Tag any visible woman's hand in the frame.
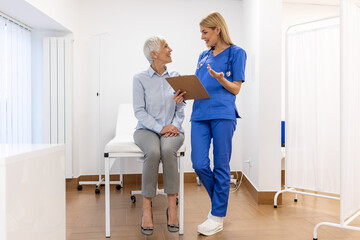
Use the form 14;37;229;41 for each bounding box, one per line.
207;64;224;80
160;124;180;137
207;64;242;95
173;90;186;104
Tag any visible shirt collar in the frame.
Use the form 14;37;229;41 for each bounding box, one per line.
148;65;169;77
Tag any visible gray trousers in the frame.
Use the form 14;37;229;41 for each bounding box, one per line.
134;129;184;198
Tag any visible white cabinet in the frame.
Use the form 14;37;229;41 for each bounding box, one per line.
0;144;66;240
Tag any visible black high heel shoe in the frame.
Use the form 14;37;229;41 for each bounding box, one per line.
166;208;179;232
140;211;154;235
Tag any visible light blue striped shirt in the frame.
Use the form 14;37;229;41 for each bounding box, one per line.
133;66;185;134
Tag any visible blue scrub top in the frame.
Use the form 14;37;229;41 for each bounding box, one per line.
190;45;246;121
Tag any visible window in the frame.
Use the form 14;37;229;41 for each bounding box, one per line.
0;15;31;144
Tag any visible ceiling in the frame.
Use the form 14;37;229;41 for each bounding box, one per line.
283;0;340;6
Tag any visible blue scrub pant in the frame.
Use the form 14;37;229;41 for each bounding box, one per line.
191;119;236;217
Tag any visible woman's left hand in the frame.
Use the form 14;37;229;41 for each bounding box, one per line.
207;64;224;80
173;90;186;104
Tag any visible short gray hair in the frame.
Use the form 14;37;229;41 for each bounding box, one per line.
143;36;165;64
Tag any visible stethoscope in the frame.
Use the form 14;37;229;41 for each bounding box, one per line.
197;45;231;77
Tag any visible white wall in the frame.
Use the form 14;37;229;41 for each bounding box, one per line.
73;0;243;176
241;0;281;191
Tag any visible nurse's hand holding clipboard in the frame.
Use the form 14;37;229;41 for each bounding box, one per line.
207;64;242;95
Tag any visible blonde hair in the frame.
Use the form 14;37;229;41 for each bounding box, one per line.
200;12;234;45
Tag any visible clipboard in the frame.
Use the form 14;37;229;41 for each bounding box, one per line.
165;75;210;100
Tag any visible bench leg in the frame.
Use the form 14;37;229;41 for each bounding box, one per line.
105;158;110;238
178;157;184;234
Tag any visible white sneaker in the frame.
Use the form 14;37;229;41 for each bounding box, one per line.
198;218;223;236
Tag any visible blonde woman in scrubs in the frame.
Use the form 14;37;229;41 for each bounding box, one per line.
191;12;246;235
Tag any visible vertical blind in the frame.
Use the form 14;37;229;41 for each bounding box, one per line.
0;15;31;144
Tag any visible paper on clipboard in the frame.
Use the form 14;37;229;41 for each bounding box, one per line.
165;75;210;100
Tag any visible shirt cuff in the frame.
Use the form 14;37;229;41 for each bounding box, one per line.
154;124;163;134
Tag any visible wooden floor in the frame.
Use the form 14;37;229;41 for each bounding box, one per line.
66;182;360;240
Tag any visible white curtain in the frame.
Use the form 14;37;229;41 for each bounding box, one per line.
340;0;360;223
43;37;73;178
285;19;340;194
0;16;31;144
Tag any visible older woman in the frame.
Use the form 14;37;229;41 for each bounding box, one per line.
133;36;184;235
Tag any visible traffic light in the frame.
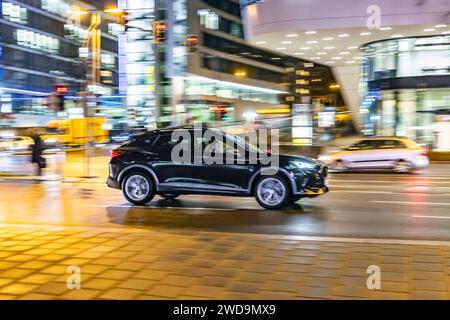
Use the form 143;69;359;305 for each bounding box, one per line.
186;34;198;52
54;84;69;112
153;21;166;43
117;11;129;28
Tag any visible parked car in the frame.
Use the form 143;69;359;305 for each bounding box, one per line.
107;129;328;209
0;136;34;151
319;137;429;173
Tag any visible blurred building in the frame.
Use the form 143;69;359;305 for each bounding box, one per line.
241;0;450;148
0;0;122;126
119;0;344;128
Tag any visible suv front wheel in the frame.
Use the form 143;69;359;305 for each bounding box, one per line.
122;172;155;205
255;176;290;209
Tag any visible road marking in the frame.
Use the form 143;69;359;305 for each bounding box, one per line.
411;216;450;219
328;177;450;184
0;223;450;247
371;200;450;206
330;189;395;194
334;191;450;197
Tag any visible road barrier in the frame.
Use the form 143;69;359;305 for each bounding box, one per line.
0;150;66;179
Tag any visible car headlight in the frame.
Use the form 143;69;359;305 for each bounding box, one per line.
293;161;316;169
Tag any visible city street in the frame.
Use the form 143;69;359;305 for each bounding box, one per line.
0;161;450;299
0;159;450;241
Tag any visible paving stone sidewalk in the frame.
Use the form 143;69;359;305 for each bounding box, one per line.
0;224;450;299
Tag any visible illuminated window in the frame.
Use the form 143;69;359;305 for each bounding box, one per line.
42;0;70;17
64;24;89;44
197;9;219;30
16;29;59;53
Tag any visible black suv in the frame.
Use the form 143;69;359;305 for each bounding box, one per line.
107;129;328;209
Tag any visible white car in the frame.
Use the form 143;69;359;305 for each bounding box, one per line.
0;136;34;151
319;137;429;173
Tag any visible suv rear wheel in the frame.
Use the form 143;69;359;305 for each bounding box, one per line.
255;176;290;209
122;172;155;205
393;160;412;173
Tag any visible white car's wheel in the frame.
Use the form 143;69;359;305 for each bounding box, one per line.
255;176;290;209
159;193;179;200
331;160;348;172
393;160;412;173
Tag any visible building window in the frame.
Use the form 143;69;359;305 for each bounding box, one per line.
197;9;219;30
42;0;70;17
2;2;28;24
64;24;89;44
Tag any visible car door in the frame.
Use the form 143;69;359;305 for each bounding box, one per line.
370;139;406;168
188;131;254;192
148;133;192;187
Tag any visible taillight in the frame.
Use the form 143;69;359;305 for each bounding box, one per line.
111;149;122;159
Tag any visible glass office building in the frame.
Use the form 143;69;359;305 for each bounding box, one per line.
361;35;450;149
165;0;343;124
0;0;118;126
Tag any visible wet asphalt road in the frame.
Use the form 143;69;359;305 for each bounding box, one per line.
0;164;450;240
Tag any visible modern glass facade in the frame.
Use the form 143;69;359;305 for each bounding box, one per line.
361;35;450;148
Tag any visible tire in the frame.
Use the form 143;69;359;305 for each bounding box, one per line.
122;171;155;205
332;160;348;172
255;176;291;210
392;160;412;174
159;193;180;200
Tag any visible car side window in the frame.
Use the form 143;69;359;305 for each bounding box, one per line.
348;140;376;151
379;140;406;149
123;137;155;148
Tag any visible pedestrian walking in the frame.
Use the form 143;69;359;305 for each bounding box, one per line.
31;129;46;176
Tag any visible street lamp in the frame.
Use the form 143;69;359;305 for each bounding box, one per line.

» TASK GOAL: Reproduce all of the material above verbatim, with the pictures omitted from your answer.

» TASK OUTPUT:
Tag any visible woman's hand in the frame.
Use the form 14;37;229;41 for each bounding box, one per line.
207;64;224;80
160;124;180;137
207;64;242;95
173;90;186;104
Tag any visible shirt collar in the frame.
Use the form 14;37;229;41 for each bounding box, one per line.
148;65;169;77
Tag any visible gray trousers in the frame.
Use the form 14;37;229;41 for each bounding box, one per line.
134;129;184;198
Tag any visible white cabinet in the frame.
Use the form 14;37;229;41 for each bounding box, one per line.
0;144;66;240
Tag any visible black high heel shoe in the frame.
Use the form 14;37;229;41 for each bounding box, one per line.
166;208;179;232
140;211;154;235
Tag any visible light blue striped shirt in the frame.
Use the form 14;37;229;41 for each bounding box, one per line.
133;66;185;134
Tag any visible blue scrub top in the frame.
Use the form 14;37;229;41 for each bounding box, one per line.
190;45;246;121
Tag any visible window in the frame.
Use the form 14;37;229;41 for each bounding box, one per line.
0;15;31;144
Tag any visible ceiling in the frame.
Use the form 14;37;229;41 for each bounding box, one per line.
283;0;340;6
Tag any visible blue scrub pant in the frame.
Use the form 14;37;229;41 for each bounding box, one per line.
191;119;236;217
Tag any visible woman's left hand in the frame.
Use the form 14;37;229;41 for each bounding box, one per line.
207;64;224;80
173;90;186;104
Tag any visible short gray hair in the frame.
Use the form 14;37;229;41 for each bounding box, one per line.
143;36;165;64
Tag any visible stethoscope in the frame.
Use the form 14;37;229;41 for each bounding box, one per line.
197;45;231;77
Tag any visible white wall in the frame.
Use the form 14;37;229;41 for each bounding box, one per line.
73;0;243;176
241;0;281;191
Tag any visible nurse's hand holding clipboard in the frame.
Use the form 14;37;229;41 for each bounding box, one per line.
207;64;242;95
Tag any visible blonde hair in the frame.
Use the form 14;37;229;41 for each bounding box, one per line.
200;12;234;45
Tag any visible clipboard in the frame.
Use the form 14;37;229;41 for each bounding box, one per line.
165;75;210;100
Tag any visible bench leg in the frame.
Use the form 14;37;229;41 for each bounding box, one per line.
105;158;110;238
178;157;184;234
Tag any visible white sneaker in the frame.
Use the form 14;37;229;41 for each bounding box, one per line.
198;218;223;236
Tag any visible blonde woman in scrubs in the frame.
Use the form 14;37;229;41 for each bounding box, one per line.
191;12;246;235
Tag any visible vertical blind in the frame.
Use the form 14;37;229;41 for each bounding box, one per line.
0;15;31;144
Tag any visible paper on clipboard in the frame.
Use the form 14;37;229;41 for each bounding box, one per line.
165;75;210;100
Tag any visible shirt cuff in the frame.
Use the form 14;37;229;41 for each bounding box, one per line.
154;124;163;134
Tag any visible wooden floor in the frame.
Use the form 14;37;229;41 for each bounding box, one per line.
66;182;360;240
Tag any visible white curtain in the frame.
Use the form 14;37;229;41 for each bounding box, one per line.
340;0;360;223
43;37;73;178
285;19;340;194
0;16;31;144
Tag any visible older woman in the frame.
Use the form 14;37;229;41 for each bounding box, one per line.
133;36;184;235
Tag any visible traffic light in the frame.
Use the form 143;69;359;305 for each bounding box, one per line.
186;34;198;52
54;84;69;112
153;21;166;43
117;11;129;28
Tag any visible parked car in the frame.
Use the form 143;69;359;305 for each bounding box, one per line.
107;129;328;209
0;136;34;151
319;137;429;173
Tag any visible blurred building in the frame.
Use the form 143;69;359;305 for each bounding box, one per line.
241;0;450;148
0;0;122;126
119;0;344;128
Tag any visible suv front wheel in the frame.
Use the form 143;69;359;305 for each bounding box, one per line.
122;172;155;205
255;176;290;209
Tag any visible road marking in the frame.
Use the form 143;69;359;305 for each bounding box, one per line.
411;216;450;219
328;177;450;184
0;223;450;247
371;200;450;206
330;189;395;194
334;191;450;197
Tag any visible road barrier in the frame.
Use the form 143;69;359;305 for each bounding box, one per line.
0;150;66;179
Tag any visible car headlight in the frame.
Use the form 143;69;359;305 for each bounding box, one per line.
293;161;316;169
Tag any visible city street in the frame.
Use the form 143;69;359;305 for each bounding box, one per line.
0;161;450;299
0;159;450;241
Tag any visible paving stone sidewalk in the frame.
Use the form 143;69;359;305 for each bounding box, one per line.
0;224;450;299
Tag any visible illuminated window in the frame.
Use the form 143;69;359;305 for each bounding box, one per line.
42;0;70;17
64;24;89;44
197;9;219;30
16;29;59;53
Tag any visible black suv in the frame.
Use the form 143;69;359;305 for each bounding box, one per line.
107;129;328;209
Tag any visible white car in the frame.
Use the form 143;69;359;305 for each bounding box, one per line.
0;136;34;151
319;137;429;173
Tag any visible suv rear wheel in the frame.
Use the form 143;69;359;305 for each bounding box, one per line.
255;176;290;209
122;172;155;205
393;160;412;173
Tag any visible white car's wheel in the frame.
Use the form 143;69;359;305 for each bounding box, one per line.
255;176;290;209
159;193;179;200
331;160;348;172
393;160;412;173
Tag any visible building window in the frame.
Use the form 143;69;359;305 for each bounding box, one per line.
197;9;219;30
42;0;70;17
2;2;28;24
64;24;89;44
Tag any visible car door in the frame.
Use the form 143;69;359;305 for each bounding box, one per line.
370;139;406;168
188;131;254;192
148;133;192;187
Tag any visible taillight in the frame.
Use the form 143;69;359;305 for each bounding box, one per line.
111;149;122;159
Tag any visible glass office building in the frame.
Use the form 143;69;359;305 for each bounding box, one per line.
361;35;450;149
165;0;343;124
0;0;118;126
Tag any visible wet asphalt road in the frame.
Use the form 143;69;359;305 for each bounding box, one per line.
0;164;450;240
Tag any visible modern glass facade in the frame.
Use the form 143;69;359;305 for each bounding box, one per line.
361;35;450;148
Tag any visible tire in the frame.
Use the form 143;69;359;305 for each bounding box, one per line.
122;171;155;205
332;160;348;172
255;176;291;210
392;160;412;174
159;193;180;200
Tag any visible car side window in the frame.
Use the form 143;69;359;305 for each bounding box, one per line.
348;140;376;151
379;140;406;149
123;137;155;148
Tag any visible pedestrian walking in the frame.
Use the form 143;69;359;305 for each bounding box, one per line.
31;129;46;176
Tag any visible street lamp in the frame.
Use the form 143;69;359;305 for each bounding box, one per line.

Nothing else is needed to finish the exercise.